■ Prompt
If a line in the entries contains the string "target", include that line in your answer.
(Source material)
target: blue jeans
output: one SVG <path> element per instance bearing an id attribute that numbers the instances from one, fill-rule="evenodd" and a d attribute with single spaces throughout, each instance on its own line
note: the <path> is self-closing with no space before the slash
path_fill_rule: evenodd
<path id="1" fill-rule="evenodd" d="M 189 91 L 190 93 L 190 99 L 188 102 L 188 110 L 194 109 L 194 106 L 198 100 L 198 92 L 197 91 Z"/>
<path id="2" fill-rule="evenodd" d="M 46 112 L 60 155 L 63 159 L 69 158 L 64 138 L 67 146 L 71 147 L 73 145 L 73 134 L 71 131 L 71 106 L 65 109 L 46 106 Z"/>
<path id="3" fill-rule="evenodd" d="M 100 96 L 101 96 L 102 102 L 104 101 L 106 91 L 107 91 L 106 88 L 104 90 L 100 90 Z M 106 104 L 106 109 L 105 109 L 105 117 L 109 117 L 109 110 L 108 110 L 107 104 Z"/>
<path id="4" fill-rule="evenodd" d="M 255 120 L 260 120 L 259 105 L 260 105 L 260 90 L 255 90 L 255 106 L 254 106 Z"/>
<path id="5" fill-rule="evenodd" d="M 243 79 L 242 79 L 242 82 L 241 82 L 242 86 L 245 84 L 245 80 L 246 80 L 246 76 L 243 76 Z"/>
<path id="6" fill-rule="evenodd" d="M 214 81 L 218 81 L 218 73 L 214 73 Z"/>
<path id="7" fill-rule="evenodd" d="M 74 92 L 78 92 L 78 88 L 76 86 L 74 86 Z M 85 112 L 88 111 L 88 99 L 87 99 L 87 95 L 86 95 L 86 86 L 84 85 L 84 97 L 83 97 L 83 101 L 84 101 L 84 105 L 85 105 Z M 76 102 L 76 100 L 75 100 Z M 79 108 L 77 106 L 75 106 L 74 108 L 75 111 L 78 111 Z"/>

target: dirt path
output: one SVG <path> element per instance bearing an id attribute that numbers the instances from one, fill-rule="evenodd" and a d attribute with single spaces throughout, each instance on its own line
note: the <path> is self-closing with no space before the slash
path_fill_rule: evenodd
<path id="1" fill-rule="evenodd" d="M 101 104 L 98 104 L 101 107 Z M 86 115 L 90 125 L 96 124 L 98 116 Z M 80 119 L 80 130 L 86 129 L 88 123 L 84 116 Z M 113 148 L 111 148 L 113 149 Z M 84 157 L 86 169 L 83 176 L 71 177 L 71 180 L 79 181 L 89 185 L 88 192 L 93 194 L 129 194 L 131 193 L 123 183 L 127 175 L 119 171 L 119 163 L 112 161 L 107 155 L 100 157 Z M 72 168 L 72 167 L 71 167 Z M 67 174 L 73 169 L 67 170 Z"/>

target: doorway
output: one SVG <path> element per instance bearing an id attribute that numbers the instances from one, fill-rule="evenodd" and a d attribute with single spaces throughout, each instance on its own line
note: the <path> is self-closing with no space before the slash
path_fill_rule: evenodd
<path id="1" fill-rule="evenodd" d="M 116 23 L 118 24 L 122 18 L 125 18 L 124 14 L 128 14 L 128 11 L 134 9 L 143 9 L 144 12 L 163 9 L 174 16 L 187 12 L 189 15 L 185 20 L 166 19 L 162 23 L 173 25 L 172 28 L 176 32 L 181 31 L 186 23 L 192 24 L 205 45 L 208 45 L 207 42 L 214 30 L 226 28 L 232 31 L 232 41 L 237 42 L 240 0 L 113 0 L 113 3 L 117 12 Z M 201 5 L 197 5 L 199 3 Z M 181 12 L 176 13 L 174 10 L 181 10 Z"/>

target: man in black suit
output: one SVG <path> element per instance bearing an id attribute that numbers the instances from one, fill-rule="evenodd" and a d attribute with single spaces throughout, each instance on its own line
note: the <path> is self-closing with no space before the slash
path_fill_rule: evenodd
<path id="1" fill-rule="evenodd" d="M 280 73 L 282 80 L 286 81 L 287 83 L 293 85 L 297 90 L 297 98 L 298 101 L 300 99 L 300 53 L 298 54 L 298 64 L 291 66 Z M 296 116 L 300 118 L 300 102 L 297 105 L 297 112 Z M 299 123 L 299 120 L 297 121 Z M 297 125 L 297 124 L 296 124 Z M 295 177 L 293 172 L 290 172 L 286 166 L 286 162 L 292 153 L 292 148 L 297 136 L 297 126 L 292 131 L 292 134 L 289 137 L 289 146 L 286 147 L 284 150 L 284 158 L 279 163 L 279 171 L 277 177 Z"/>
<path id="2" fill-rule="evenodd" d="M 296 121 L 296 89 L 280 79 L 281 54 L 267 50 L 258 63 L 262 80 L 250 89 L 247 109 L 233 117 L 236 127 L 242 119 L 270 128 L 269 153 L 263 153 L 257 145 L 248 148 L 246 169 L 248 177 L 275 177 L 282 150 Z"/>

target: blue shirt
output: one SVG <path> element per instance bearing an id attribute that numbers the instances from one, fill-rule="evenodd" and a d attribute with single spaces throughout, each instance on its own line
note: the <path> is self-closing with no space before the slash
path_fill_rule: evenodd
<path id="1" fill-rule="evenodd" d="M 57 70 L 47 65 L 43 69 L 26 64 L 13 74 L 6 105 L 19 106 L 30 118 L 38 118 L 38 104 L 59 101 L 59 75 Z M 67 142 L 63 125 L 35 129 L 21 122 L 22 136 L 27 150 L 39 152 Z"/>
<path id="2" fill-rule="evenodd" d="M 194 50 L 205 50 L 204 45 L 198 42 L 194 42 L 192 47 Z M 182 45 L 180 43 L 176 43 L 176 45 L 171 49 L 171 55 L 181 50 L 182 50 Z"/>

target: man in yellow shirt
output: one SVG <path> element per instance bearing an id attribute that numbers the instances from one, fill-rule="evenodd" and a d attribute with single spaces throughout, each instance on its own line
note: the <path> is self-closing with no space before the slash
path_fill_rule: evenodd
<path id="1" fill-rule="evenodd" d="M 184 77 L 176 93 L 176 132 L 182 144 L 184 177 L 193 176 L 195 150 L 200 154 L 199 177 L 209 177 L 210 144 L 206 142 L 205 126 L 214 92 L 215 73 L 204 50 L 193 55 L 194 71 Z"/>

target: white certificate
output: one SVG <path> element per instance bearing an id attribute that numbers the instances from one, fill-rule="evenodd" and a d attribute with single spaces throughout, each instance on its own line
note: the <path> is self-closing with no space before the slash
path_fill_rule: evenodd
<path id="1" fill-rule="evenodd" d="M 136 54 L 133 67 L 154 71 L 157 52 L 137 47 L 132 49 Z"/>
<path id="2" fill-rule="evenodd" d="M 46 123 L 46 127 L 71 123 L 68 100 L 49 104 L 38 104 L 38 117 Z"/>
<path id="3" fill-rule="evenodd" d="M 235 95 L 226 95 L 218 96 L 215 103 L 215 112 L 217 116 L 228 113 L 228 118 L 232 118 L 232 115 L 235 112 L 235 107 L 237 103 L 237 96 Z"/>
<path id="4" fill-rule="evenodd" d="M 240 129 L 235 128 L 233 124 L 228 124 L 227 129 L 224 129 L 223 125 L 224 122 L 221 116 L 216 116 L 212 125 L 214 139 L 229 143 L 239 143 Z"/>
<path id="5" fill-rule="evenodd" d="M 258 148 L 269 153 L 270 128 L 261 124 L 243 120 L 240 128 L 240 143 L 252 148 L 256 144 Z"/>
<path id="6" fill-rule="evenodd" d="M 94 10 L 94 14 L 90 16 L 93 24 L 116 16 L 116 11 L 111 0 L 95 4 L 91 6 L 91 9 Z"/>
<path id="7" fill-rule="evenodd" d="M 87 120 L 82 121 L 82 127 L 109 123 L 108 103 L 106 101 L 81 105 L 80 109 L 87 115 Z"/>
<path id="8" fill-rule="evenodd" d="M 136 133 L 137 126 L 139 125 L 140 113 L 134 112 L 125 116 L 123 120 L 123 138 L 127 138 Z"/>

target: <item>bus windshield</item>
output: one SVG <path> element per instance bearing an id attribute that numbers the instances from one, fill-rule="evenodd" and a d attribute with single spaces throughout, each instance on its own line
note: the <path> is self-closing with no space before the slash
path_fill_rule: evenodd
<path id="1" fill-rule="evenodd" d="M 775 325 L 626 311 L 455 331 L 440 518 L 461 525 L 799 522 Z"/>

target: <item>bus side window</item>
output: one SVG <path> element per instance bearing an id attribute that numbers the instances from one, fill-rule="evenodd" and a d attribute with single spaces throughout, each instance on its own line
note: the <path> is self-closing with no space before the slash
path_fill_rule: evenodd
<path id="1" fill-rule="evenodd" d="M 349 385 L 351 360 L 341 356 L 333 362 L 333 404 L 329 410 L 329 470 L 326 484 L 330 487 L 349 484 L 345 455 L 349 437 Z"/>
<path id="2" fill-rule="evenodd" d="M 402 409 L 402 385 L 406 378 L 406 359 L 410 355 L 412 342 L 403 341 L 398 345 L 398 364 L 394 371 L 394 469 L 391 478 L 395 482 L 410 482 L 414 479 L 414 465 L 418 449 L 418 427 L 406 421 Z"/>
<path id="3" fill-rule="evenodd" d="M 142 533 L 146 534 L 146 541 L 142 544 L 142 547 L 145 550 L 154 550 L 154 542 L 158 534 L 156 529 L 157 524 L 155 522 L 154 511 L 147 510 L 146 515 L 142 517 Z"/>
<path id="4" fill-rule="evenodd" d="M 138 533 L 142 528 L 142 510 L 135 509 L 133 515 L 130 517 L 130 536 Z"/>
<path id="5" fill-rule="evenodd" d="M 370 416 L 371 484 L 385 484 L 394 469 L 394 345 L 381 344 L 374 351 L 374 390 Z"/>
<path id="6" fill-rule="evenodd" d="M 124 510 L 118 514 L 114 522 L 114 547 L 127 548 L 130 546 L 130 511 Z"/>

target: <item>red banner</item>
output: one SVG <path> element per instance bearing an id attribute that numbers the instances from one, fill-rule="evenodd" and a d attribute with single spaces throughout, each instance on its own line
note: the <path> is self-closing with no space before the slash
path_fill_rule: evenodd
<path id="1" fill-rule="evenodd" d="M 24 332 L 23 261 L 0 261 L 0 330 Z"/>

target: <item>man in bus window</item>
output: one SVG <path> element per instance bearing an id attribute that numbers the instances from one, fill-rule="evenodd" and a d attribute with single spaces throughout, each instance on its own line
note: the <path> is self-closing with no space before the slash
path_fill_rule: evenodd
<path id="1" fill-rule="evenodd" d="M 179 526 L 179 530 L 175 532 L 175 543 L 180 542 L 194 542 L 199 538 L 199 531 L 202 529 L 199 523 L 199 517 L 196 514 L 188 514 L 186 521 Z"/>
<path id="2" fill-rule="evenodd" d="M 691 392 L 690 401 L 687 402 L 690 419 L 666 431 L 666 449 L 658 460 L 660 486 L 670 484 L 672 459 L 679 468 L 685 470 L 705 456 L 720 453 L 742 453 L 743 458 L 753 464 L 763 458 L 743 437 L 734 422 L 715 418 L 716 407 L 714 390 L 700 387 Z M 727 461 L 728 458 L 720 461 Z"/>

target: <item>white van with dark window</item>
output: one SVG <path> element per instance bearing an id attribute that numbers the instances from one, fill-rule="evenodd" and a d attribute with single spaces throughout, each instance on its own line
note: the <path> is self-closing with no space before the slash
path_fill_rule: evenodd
(End Source material)
■ Answer box
target: blue jeans
target: dirt path
target: doorway
target: man in black suit
target: blue shirt
target: man in yellow shirt
target: white certificate
target: <item>bus windshield</item>
target: <item>bus side window</item>
target: <item>red banner</item>
target: <item>man in bus window</item>
target: <item>white van with dark window</item>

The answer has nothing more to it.